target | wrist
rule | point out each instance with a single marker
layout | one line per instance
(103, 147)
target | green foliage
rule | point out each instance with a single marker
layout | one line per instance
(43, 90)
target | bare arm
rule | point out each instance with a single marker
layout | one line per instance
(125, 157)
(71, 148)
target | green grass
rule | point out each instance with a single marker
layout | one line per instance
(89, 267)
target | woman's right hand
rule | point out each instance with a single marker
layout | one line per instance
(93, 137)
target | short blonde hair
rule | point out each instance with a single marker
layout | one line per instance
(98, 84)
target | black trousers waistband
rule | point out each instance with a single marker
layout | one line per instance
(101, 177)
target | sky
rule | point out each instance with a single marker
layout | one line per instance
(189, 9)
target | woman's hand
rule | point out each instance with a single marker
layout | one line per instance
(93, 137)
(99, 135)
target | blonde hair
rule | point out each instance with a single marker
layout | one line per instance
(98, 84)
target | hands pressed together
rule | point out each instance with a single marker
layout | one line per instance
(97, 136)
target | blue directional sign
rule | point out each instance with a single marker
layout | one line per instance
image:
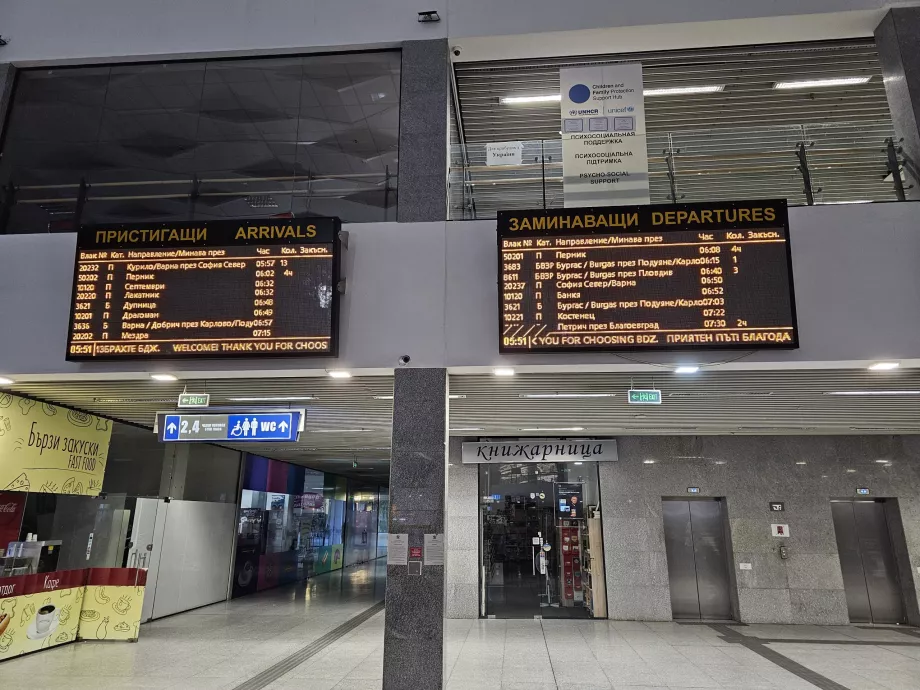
(237, 427)
(261, 427)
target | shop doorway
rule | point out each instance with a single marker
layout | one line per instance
(694, 534)
(867, 562)
(541, 542)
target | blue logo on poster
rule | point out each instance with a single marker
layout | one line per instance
(579, 93)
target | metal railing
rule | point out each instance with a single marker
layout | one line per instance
(823, 163)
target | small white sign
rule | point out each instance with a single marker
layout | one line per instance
(504, 153)
(434, 549)
(397, 549)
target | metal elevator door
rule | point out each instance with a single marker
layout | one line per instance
(697, 560)
(867, 561)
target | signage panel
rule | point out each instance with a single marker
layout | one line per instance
(194, 400)
(206, 289)
(47, 449)
(604, 150)
(504, 153)
(240, 427)
(539, 450)
(638, 396)
(662, 277)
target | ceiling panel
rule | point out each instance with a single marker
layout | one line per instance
(738, 143)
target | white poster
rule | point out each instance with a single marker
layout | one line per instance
(397, 549)
(434, 549)
(604, 155)
(504, 153)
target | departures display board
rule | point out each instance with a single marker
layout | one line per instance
(206, 289)
(660, 277)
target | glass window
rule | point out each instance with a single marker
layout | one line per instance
(272, 137)
(542, 546)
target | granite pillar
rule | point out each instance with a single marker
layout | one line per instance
(414, 632)
(462, 536)
(423, 111)
(898, 41)
(7, 76)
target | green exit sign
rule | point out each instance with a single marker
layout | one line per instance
(194, 400)
(644, 397)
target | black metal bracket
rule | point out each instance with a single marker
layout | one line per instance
(806, 173)
(672, 174)
(894, 167)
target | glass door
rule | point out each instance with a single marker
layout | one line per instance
(535, 529)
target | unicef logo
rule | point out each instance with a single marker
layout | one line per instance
(579, 93)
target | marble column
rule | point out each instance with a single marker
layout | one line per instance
(898, 41)
(424, 100)
(414, 632)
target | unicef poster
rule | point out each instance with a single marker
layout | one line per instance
(604, 154)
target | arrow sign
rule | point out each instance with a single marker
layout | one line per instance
(237, 428)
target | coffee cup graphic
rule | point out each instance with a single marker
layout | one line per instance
(45, 618)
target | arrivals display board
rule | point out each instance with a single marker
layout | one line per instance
(665, 277)
(206, 289)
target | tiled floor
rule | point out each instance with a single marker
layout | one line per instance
(225, 645)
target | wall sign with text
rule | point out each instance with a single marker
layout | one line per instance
(661, 277)
(226, 288)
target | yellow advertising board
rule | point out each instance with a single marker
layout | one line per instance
(49, 449)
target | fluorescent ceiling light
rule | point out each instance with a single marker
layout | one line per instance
(559, 428)
(813, 83)
(277, 398)
(550, 98)
(687, 369)
(872, 393)
(164, 377)
(338, 431)
(683, 90)
(884, 366)
(544, 396)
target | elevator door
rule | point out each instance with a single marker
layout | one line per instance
(867, 562)
(697, 559)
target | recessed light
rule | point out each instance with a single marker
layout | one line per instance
(683, 90)
(820, 83)
(546, 396)
(687, 369)
(550, 98)
(338, 431)
(164, 377)
(558, 428)
(871, 393)
(277, 398)
(884, 366)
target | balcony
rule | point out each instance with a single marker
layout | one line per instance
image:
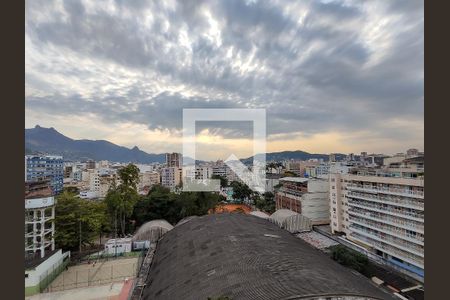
(389, 191)
(391, 230)
(402, 202)
(396, 213)
(408, 257)
(405, 224)
(394, 242)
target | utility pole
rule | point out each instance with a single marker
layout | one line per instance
(115, 235)
(80, 233)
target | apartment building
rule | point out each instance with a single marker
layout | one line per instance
(171, 177)
(149, 179)
(174, 160)
(299, 167)
(382, 209)
(40, 167)
(306, 196)
(39, 218)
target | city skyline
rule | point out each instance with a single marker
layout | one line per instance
(334, 76)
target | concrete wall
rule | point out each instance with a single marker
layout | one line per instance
(42, 275)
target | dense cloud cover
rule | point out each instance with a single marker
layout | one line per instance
(352, 67)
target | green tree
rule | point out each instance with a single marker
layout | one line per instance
(121, 198)
(78, 222)
(351, 258)
(266, 203)
(223, 180)
(241, 191)
(160, 203)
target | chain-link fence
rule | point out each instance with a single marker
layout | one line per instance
(47, 277)
(95, 273)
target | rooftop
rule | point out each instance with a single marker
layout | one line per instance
(246, 257)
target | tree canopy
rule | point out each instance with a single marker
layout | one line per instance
(71, 213)
(122, 198)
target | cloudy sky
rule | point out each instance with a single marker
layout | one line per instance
(333, 76)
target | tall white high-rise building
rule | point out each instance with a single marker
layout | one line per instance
(382, 209)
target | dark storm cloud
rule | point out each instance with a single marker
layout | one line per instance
(315, 66)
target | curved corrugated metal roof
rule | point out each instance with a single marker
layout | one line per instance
(152, 231)
(243, 257)
(280, 215)
(260, 214)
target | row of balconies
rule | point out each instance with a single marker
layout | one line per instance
(406, 235)
(388, 209)
(38, 232)
(406, 256)
(388, 239)
(399, 222)
(392, 191)
(393, 200)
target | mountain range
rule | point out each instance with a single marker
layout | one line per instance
(50, 141)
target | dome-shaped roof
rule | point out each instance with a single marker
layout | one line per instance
(297, 223)
(259, 214)
(281, 215)
(185, 220)
(152, 231)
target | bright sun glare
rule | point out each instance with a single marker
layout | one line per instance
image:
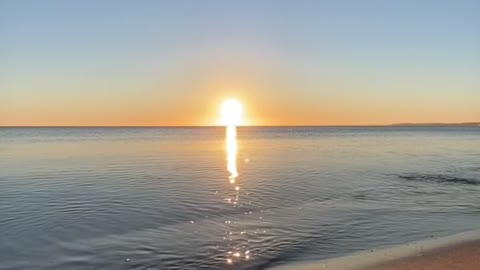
(231, 113)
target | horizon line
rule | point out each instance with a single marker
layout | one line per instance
(241, 126)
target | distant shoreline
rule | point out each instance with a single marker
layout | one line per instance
(466, 124)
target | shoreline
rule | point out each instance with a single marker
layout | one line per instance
(458, 251)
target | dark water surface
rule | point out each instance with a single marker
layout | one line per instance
(160, 198)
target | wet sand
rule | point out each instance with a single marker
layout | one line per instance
(465, 256)
(457, 252)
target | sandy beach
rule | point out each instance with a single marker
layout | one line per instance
(456, 252)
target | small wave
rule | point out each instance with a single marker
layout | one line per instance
(439, 178)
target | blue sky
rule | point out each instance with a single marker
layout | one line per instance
(305, 62)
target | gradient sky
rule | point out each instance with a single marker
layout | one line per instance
(289, 62)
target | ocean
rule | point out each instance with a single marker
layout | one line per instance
(170, 198)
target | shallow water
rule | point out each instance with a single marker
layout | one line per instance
(160, 198)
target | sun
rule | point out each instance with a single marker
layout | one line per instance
(231, 113)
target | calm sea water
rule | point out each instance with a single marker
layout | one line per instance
(160, 198)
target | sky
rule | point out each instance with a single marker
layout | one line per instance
(171, 63)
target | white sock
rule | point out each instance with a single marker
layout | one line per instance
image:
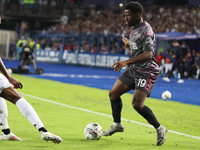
(159, 127)
(28, 111)
(3, 114)
(116, 123)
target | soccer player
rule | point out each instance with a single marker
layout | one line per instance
(8, 86)
(141, 74)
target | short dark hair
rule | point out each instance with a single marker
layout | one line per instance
(134, 7)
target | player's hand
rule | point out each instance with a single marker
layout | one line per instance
(17, 84)
(119, 65)
(125, 40)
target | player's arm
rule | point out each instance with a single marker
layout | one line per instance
(13, 81)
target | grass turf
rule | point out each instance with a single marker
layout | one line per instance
(69, 123)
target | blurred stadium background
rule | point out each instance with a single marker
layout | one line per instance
(88, 32)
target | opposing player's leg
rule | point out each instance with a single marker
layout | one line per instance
(118, 89)
(138, 104)
(6, 134)
(28, 111)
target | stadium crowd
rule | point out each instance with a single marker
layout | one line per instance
(104, 22)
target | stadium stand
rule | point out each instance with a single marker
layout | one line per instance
(64, 28)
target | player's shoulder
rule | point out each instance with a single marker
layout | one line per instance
(147, 30)
(147, 27)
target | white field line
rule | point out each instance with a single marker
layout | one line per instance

● Exercise prompt:
Every line that holds the string "hair" must be copied from the records above.

● Task output:
target | short blonde hair
target | blonde hair
target | short dark hair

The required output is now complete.